* **Source text**
How Gisle Tveito Relies on Acon Digital to Mix Norway's Finest Films
Gisle Tveito has spent more than three decades shaping the sound of Norwegian cinema. Academy member, co-owner of Storyline Studios, and one of the most decorated sound designers in Europe, he talks about craft, collaboration, and why the tools he reaches for keep coming from a company just down the road…

A Film on the Desk at Cannes
A film is currently sitting on the desk of the Cannes selection committee. Gisle Tveito knows this, and he is not especially relaxed about it. "It requires 24/7 dedication," he says, with the measured understatement of someone who has been in post-production long enough to know that calm is a professional skill, not a natural state.
That pressure is familiar territory. Tveito has been navigating it since he moved from music into film in 1989, and the list of productions he has shaped since reads like a survey of the best Norwegian cinema of the past three decades - Force Majeure, The Innocents, Out Stealing Horses, The Worst Person in the World and many more.

* **Information supplied**
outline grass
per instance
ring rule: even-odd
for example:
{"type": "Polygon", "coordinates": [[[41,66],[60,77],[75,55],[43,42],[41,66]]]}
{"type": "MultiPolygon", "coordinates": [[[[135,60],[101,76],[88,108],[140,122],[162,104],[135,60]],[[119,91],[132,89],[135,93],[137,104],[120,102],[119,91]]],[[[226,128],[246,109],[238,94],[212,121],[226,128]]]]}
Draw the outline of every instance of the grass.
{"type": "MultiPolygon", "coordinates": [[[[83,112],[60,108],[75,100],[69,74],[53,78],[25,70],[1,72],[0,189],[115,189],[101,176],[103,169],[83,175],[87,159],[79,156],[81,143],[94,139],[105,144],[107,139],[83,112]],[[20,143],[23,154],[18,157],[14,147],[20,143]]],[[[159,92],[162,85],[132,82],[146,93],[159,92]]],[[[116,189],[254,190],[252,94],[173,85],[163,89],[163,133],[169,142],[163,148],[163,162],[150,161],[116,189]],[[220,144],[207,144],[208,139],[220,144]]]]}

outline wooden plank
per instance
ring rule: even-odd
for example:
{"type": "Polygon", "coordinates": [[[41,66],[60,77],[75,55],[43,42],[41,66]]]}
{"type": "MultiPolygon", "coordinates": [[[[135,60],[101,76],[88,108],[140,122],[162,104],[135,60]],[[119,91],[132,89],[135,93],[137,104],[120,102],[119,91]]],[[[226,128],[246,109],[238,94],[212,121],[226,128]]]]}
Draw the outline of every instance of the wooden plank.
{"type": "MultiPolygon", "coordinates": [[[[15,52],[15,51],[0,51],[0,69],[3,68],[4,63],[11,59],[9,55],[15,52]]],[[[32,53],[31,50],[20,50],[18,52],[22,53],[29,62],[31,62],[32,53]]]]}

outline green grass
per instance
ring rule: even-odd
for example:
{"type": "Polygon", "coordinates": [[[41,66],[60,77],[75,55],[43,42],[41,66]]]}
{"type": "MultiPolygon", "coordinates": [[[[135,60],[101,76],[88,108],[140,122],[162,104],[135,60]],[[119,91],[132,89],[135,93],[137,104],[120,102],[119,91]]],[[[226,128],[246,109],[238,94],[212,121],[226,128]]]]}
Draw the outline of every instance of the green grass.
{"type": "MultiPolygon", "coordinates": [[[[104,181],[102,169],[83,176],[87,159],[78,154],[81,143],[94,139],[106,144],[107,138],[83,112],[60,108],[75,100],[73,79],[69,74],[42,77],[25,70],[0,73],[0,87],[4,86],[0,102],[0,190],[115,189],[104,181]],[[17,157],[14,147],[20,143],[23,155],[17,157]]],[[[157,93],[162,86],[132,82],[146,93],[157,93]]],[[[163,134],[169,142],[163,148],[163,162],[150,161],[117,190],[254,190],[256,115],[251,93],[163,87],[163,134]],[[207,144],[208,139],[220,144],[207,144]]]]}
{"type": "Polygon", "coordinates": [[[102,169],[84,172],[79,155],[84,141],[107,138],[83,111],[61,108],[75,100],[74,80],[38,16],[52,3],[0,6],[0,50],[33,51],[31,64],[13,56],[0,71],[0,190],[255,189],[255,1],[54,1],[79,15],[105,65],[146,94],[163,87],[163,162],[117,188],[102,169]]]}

* **Your tasks**
A. According to the Gisle Tveito profile, in what year did he move from music into film?
B. From the Gisle Tveito profile, return the part that opens with the words containing "A Film on the" and closes with "and many more.".

* **Answers for the tasks**
A. 1989

B.
A Film on the Desk at Cannes
A film is currently sitting on the desk of the Cannes selection committee. Gisle Tveito knows this, and he is not especially relaxed about it. "It requires 24/7 dedication," he says, with the measured understatement of someone who has been in post-production long enough to know that calm is a professional skill, not a natural state.
That pressure is familiar territory. Tveito has been navigating it since he moved from music into film in 1989, and the list of productions he has shaped since reads like a survey of the best Norwegian cinema of the past three decades - Force Majeure, The Innocents, Out Stealing Horses, The Worst Person in the World and many more.